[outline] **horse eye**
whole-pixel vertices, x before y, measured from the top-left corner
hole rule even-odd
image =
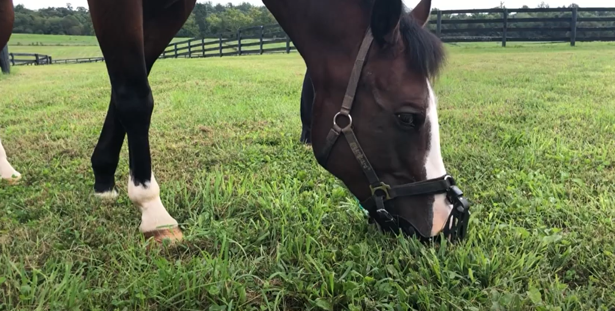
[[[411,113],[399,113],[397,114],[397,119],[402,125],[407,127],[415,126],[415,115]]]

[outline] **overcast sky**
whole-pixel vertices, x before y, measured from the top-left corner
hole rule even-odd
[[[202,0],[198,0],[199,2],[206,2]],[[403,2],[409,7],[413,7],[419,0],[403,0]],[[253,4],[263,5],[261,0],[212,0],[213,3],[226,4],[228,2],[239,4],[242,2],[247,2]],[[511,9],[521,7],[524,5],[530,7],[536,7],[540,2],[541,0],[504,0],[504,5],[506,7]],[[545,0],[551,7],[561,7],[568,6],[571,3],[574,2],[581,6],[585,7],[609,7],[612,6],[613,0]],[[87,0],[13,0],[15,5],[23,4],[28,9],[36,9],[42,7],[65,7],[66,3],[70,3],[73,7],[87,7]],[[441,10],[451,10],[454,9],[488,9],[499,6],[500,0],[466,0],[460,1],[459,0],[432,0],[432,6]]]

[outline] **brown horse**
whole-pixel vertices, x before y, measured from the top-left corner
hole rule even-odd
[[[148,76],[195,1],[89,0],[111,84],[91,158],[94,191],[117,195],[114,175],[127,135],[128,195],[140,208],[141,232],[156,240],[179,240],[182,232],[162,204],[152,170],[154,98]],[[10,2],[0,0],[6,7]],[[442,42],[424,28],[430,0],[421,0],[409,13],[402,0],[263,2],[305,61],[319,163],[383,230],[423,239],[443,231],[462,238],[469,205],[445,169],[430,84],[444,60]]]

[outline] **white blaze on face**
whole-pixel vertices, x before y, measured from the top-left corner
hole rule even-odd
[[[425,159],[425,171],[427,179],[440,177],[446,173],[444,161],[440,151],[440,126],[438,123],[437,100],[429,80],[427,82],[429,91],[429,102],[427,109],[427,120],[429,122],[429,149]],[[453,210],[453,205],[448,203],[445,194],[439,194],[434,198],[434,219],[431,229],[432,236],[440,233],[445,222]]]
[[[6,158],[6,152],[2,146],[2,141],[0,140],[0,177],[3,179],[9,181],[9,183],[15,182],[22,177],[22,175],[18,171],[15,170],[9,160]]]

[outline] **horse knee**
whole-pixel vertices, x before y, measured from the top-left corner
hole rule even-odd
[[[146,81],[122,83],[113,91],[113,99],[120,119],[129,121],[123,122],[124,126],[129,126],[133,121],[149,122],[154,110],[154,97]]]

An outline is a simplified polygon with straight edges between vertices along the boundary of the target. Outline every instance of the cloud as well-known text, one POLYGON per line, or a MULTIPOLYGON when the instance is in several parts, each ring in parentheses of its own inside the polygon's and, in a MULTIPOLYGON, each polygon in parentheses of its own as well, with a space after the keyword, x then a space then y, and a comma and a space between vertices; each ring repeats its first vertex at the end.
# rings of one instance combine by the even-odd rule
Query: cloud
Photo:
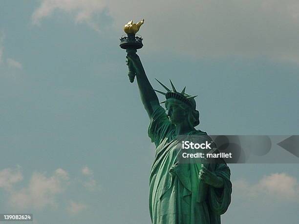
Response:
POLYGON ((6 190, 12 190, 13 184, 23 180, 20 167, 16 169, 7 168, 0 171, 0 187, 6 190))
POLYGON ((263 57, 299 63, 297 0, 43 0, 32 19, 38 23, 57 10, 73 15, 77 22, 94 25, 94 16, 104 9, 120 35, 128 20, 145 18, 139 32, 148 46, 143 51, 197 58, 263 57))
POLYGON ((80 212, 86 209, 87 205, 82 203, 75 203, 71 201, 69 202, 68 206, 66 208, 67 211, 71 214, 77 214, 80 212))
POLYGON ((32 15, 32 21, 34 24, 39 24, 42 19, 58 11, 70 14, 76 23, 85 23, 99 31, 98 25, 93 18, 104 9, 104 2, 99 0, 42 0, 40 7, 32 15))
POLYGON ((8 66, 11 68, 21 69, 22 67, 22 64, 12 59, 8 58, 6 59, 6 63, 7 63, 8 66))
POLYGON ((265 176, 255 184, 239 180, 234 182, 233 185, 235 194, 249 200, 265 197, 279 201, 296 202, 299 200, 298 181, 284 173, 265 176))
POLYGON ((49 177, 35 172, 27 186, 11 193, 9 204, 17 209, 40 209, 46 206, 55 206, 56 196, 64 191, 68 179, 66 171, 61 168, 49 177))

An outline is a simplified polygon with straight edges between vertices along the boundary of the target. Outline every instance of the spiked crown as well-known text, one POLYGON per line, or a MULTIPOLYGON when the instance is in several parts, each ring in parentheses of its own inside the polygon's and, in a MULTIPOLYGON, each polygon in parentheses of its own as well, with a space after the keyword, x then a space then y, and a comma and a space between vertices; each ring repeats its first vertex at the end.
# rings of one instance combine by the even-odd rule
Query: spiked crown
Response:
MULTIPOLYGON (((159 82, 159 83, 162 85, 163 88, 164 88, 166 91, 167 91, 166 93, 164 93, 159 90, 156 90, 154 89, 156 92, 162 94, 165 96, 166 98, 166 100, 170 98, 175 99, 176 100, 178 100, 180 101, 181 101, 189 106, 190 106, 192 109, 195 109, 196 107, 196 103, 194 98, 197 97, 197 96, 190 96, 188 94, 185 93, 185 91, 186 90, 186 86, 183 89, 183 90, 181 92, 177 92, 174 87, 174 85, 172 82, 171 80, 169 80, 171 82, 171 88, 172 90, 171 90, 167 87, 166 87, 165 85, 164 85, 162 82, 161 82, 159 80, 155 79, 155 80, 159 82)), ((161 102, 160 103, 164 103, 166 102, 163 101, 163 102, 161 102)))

——————————

▶ _Task directions_
Count the lines in the entries above that contain the string "parentheses". Reply with the number only.

▶ _Response to the task_
2